- WHAT YOU ARE ASKED TO DO
Select every line in the entries below that contains the word "reflection", treating uppercase and lowercase as different, and copy those lines out.

Detection examples
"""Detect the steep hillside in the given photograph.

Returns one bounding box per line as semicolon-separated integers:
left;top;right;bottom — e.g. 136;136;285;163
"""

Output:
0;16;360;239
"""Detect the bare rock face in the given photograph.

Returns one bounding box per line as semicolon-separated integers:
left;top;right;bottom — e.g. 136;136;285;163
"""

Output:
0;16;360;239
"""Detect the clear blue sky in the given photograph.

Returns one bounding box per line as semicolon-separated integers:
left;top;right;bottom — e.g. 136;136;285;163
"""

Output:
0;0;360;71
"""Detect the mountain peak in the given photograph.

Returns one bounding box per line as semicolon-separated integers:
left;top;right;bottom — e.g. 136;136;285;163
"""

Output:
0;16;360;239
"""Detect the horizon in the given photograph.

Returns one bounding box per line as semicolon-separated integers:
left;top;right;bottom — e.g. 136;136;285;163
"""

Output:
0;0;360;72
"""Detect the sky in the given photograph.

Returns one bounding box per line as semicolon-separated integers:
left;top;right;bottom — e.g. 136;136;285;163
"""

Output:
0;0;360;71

---

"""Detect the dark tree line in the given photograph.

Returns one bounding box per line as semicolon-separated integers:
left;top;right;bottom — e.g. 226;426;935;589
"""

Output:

==

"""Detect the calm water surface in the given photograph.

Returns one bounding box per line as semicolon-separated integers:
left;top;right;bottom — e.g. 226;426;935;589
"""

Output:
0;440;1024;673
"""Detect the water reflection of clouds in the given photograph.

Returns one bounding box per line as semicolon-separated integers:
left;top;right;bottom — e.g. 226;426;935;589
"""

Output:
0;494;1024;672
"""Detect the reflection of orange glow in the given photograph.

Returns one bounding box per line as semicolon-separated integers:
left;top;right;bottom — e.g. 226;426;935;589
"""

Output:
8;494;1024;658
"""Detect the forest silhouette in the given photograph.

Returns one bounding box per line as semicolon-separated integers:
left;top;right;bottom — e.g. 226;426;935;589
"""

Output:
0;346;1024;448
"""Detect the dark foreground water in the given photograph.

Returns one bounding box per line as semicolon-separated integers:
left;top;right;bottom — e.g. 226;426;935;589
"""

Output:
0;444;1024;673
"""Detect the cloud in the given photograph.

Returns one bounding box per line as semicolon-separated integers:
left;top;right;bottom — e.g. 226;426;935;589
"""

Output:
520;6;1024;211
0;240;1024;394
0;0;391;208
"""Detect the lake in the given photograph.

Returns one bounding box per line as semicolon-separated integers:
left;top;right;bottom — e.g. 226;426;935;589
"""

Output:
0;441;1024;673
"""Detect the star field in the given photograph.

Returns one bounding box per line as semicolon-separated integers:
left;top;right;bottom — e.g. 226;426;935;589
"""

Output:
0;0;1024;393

- TASK RESULT
"""Detect the water reflection of clouds in the given photograph.
"""Detect the reflection of orange glow in the given photograph.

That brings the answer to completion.